§ Requirement
Rewrite the records from their start through the line containing "box: [427, 26, 514, 63]", inclusive, replacing "rough mask" with "coarse mask" and leaving everything else unchanged. Omit the pictures from your answer.

Stored dataset items:
• • •

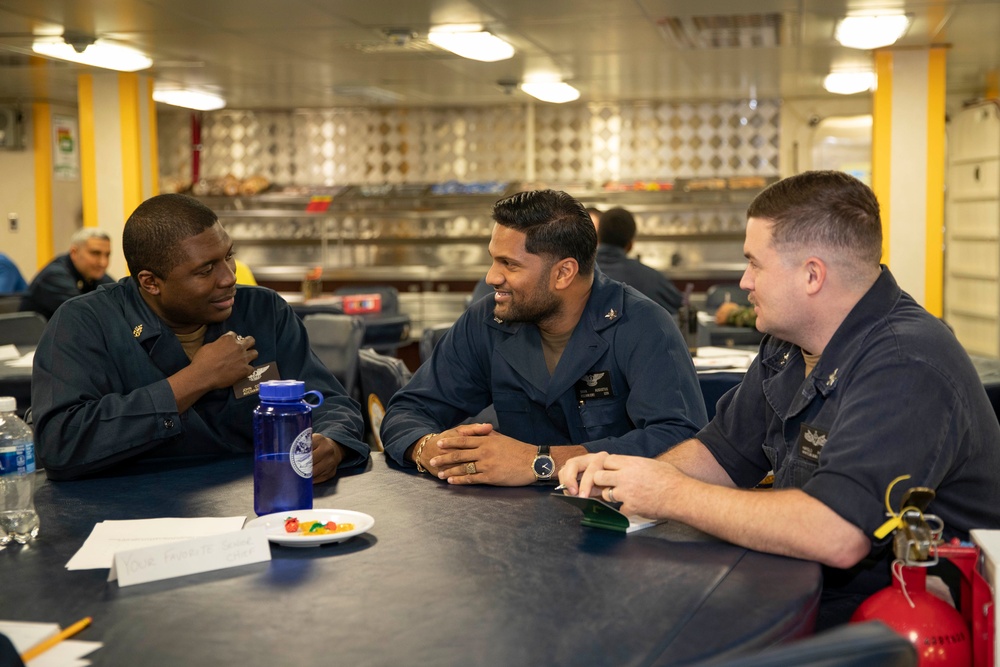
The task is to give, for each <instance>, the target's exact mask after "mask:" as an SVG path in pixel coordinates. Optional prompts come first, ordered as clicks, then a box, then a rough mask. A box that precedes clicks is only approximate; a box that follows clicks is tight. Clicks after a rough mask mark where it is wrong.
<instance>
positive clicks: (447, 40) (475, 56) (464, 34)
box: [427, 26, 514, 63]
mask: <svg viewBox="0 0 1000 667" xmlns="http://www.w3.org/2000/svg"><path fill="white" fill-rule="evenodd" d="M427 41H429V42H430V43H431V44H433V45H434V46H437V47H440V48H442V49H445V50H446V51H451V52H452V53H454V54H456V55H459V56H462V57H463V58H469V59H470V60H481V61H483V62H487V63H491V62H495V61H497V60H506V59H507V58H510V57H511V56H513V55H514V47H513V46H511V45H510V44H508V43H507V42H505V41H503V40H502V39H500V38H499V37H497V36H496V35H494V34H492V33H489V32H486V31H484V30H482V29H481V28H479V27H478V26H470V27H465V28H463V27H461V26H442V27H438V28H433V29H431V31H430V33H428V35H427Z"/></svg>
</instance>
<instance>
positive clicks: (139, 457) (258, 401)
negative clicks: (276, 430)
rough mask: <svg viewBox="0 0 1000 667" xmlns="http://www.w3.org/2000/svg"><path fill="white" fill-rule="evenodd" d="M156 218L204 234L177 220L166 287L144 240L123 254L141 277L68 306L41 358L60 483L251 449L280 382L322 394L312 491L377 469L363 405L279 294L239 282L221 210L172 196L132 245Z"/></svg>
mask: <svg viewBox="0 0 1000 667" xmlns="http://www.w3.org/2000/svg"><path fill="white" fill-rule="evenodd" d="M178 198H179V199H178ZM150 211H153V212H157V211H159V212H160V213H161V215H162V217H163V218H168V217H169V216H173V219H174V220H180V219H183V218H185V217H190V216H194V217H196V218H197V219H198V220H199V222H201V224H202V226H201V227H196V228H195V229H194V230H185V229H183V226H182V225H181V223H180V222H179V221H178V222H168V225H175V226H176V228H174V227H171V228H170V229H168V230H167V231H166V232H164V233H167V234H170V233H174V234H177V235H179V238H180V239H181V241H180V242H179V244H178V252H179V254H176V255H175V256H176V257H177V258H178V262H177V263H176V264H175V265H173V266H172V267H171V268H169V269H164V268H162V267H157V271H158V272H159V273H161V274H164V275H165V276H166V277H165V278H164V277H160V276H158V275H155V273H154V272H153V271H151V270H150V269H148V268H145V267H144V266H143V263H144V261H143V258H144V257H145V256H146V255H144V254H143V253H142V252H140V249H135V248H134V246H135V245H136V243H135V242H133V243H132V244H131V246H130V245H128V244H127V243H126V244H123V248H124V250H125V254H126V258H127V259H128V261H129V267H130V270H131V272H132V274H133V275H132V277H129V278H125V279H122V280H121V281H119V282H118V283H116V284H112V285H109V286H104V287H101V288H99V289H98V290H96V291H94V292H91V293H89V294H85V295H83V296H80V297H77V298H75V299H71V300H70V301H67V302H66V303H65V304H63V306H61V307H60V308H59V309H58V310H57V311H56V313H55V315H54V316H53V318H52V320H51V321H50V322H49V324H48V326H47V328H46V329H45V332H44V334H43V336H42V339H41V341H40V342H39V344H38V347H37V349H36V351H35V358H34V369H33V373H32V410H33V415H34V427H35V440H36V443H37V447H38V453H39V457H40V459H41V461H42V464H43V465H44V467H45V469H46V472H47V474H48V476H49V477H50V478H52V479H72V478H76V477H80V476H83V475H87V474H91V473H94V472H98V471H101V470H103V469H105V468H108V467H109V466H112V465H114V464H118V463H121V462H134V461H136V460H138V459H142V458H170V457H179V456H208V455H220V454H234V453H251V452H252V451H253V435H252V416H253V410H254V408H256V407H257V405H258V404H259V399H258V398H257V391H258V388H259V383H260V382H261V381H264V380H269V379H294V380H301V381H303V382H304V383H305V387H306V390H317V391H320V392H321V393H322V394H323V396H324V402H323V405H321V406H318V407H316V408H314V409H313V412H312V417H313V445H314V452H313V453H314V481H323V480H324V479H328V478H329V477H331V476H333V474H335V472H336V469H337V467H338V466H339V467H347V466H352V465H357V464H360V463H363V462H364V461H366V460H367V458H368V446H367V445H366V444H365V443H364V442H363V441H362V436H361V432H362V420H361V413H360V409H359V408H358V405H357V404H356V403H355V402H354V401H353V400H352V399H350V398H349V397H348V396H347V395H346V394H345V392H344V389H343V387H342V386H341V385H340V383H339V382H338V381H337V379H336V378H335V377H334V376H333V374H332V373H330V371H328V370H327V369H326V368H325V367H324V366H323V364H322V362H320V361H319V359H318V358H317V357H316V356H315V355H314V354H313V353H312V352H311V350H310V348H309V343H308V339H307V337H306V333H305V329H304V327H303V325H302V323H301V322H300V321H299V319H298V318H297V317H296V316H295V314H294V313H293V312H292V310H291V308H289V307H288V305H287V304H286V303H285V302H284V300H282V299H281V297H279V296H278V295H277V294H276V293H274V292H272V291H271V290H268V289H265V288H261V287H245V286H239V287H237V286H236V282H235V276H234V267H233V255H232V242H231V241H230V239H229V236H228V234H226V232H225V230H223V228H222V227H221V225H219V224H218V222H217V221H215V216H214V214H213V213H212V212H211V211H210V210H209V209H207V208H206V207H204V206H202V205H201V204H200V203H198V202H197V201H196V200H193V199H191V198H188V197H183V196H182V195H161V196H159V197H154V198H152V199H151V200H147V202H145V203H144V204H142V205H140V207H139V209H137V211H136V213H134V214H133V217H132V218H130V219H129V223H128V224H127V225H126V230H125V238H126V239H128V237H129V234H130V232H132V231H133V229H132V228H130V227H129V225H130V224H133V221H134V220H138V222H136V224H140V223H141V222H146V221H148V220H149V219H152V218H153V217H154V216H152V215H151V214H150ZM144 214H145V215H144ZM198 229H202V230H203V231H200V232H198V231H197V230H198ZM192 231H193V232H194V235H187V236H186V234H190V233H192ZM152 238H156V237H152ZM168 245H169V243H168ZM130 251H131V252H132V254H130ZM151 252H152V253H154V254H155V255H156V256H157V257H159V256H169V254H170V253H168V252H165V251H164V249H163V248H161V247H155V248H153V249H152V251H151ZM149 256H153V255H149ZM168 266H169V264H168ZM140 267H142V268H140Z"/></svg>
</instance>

• • •

§ Answer section
The task is to give, for each <instance>, the target's exact mask after "mask:" as an SVG path in pixel coordinates. Optional prompts come first, ordered as clicks, then a box, then a coarse mask. A box that precedes clicks is only approximate; a box that follows clicks is tight. Clicks after a coarse mask mark where it is wrong.
<instance>
positive clicks: (447, 40) (475, 56) (464, 34)
box: [427, 26, 514, 63]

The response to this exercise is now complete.